Segment Open
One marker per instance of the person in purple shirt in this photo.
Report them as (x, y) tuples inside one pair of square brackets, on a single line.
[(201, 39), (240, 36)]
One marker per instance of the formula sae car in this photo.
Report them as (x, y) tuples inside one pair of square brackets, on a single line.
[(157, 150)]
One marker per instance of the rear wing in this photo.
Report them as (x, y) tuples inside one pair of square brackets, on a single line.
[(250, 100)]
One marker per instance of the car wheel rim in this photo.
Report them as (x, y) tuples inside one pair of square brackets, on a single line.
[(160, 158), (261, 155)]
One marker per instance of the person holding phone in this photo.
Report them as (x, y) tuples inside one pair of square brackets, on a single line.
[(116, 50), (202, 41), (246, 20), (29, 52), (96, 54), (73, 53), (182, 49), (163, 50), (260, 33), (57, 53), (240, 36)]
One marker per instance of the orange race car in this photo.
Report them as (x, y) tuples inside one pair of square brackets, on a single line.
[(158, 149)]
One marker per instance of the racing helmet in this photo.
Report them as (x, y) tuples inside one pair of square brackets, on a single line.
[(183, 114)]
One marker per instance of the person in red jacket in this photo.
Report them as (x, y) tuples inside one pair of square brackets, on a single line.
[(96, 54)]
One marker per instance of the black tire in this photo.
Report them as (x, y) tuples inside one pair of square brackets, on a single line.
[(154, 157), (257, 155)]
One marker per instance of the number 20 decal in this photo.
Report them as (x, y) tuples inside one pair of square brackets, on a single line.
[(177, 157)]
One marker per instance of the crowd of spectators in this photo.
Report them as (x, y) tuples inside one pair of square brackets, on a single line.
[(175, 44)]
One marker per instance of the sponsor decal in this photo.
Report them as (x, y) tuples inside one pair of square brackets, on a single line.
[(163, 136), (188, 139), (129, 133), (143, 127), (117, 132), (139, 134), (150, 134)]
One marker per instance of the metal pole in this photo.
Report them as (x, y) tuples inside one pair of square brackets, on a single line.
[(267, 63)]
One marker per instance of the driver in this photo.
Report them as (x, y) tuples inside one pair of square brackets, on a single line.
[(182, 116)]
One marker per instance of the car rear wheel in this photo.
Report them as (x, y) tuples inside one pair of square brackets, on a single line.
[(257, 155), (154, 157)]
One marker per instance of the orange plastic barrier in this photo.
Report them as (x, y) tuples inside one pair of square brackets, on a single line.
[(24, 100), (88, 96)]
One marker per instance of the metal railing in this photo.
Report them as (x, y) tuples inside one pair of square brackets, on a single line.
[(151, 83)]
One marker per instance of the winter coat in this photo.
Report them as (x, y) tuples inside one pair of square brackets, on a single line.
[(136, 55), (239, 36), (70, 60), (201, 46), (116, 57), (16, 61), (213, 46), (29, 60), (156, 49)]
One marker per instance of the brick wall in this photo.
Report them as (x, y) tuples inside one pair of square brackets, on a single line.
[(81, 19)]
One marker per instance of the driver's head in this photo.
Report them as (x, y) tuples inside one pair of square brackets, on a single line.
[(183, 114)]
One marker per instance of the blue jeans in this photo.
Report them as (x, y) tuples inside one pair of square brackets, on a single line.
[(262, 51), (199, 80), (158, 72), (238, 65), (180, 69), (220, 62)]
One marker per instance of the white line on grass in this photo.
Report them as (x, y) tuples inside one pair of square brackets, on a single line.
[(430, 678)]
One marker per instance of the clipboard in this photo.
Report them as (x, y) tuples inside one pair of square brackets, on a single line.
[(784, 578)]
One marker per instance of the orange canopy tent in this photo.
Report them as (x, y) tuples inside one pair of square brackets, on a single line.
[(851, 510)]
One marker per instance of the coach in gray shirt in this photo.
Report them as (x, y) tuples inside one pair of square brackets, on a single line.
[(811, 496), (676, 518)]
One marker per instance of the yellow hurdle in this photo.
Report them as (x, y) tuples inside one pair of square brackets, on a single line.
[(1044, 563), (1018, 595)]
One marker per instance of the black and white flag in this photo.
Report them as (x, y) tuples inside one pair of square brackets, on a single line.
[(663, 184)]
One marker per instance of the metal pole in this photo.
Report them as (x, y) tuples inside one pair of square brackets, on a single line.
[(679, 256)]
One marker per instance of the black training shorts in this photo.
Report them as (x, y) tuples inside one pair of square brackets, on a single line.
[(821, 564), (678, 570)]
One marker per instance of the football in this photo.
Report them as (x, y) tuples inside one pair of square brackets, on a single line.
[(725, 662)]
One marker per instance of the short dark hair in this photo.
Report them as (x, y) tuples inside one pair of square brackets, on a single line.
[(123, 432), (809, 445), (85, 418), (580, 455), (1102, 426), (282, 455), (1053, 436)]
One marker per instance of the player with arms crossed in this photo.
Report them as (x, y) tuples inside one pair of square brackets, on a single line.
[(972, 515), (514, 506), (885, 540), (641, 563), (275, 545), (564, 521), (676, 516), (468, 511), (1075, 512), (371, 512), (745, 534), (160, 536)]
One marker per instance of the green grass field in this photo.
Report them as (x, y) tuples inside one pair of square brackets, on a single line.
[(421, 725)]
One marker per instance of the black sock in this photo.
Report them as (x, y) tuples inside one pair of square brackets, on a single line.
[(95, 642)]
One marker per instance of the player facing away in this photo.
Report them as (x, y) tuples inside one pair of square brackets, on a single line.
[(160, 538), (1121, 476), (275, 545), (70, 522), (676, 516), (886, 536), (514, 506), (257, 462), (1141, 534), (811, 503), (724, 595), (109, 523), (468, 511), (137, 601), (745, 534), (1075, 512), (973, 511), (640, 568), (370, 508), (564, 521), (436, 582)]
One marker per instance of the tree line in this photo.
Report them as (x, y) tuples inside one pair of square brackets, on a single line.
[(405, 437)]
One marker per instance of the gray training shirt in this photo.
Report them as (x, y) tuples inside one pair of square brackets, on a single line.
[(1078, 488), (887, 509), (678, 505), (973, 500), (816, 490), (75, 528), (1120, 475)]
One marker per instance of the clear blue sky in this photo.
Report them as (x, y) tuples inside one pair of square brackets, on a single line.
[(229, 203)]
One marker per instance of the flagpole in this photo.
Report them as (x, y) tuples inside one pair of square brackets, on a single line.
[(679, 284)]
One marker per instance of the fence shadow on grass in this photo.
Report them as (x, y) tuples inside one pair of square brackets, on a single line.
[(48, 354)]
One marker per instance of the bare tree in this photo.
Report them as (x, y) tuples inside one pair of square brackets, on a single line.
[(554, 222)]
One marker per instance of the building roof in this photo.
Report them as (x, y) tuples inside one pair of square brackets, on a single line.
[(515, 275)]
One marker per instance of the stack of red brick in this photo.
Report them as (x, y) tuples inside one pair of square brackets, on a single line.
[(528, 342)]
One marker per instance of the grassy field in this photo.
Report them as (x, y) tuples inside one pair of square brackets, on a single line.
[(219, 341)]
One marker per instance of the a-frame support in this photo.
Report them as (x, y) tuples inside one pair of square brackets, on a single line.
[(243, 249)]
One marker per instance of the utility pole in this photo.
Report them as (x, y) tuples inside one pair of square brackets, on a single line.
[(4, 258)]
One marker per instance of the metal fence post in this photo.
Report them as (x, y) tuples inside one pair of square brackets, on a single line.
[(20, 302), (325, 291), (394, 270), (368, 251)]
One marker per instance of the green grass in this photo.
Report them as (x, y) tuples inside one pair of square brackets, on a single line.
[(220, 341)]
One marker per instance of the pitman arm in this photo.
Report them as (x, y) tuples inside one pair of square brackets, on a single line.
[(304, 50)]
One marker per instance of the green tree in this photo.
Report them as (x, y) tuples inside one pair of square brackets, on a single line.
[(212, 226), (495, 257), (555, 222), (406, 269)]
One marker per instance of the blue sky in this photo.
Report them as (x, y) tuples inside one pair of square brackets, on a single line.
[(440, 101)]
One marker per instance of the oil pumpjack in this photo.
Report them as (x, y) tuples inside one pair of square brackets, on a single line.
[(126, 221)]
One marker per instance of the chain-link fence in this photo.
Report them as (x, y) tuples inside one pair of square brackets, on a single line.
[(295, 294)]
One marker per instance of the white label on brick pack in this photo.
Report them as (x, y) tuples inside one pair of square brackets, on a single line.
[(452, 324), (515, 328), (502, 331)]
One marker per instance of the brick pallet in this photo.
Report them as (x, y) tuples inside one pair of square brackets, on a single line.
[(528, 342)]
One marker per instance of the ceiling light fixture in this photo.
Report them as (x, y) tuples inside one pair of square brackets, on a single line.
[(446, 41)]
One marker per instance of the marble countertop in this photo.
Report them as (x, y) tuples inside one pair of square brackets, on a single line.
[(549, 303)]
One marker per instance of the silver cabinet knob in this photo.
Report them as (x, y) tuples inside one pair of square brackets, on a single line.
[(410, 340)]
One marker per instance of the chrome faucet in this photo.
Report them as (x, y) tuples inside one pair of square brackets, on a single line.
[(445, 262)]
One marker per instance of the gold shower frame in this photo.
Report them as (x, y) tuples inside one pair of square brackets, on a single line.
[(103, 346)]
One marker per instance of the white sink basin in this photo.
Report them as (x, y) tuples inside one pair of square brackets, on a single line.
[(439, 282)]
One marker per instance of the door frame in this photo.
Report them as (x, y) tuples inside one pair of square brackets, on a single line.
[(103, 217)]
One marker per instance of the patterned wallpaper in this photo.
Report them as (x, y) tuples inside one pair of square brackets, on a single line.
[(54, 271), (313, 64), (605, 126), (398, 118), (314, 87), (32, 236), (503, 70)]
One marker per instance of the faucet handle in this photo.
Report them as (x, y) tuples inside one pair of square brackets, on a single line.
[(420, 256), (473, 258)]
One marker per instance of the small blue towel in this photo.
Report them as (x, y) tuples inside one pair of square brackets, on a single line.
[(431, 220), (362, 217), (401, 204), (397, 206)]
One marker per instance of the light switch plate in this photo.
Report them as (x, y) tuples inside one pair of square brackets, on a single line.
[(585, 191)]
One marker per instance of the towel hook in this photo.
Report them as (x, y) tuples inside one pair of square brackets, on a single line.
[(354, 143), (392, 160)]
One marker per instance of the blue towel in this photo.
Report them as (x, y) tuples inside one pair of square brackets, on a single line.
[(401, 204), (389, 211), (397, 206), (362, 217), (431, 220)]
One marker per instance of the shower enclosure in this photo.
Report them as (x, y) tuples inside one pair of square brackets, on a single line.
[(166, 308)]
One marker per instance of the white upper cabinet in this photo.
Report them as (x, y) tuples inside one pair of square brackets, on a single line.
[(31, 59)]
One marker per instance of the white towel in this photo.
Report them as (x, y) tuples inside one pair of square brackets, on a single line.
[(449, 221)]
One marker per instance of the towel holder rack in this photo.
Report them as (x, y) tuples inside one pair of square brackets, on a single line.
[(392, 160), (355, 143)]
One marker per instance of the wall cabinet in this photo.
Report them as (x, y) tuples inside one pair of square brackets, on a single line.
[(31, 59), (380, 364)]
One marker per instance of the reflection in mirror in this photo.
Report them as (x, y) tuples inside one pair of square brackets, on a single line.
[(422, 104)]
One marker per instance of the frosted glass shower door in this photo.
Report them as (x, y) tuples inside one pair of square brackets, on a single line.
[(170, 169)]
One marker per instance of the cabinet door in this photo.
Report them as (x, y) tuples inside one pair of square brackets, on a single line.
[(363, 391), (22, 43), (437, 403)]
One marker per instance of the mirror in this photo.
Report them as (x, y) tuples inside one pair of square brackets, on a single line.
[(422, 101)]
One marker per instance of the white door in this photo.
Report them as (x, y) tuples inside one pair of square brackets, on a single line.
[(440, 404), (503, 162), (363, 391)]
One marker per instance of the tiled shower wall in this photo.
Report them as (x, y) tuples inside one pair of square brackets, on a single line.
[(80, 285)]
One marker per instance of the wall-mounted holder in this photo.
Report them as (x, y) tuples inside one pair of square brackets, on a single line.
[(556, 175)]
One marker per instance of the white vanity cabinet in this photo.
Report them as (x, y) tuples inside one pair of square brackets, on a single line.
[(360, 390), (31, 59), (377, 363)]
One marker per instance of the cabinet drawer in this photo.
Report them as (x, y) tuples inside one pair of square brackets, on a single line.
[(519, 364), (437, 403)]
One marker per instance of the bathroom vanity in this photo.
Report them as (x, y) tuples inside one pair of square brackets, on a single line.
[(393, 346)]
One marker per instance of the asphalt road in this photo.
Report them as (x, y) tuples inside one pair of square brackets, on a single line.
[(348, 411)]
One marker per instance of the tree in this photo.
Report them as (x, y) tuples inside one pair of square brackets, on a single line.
Segment Closed
- _DESCRIPTION OF THE TASK_
Write out again, exactly, the lines from the start of the entries up to and including the one with "One marker per instance of the crowd". Nothing else belongs in the reply.

- _ANSWER BELOW_
One marker per instance of the person in purple shirt in this photo.
Report them as (x, y) tuples inside one pair of square brackets, on a single line.
[(201, 39), (240, 36)]
One marker per instance of the formula sae car in this photo.
Report them as (x, y) tuples inside one pair of square brackets, on a single line.
[(157, 150)]
One marker per instance of the rear wing in this photo.
Report them as (x, y) tuples inside one pair of square brackets, on a single line.
[(250, 100)]
One marker per instance of the car wheel rim in this photo.
Report them as (x, y) tuples inside one pair of square brackets, on a single line.
[(160, 158), (261, 155)]
One marker per instance of the person holding phone in this photo.
Report them as (x, y) tuples inside one pair of square brackets, on a single line.
[(116, 50), (202, 41), (246, 20), (29, 52), (96, 54), (73, 53), (182, 49), (163, 50), (260, 33), (57, 53), (240, 36)]
One marker per instance of the orange race car in this photo.
Report them as (x, y) tuples inside one pair of square brackets, on a single line.
[(158, 149)]
One marker per instance of the racing helmet in this photo.
Report them as (x, y) tuples inside one pair of square brackets, on a single line.
[(183, 114)]
One marker per instance of the person in red jacket in this photo.
Report them as (x, y) tuples inside one pair of square brackets, on a single line.
[(96, 54)]
One marker per instance of the black tire in this photo.
Report them as (x, y) tuples inside one pair of square brackets, on a single line.
[(154, 157), (257, 155)]
One marker per instance of the number 20 decal in this photo.
Report them as (x, y) tuples inside one pair of square brackets, on a single line.
[(177, 157)]
One marker per instance of the crowd of spectators in this photo.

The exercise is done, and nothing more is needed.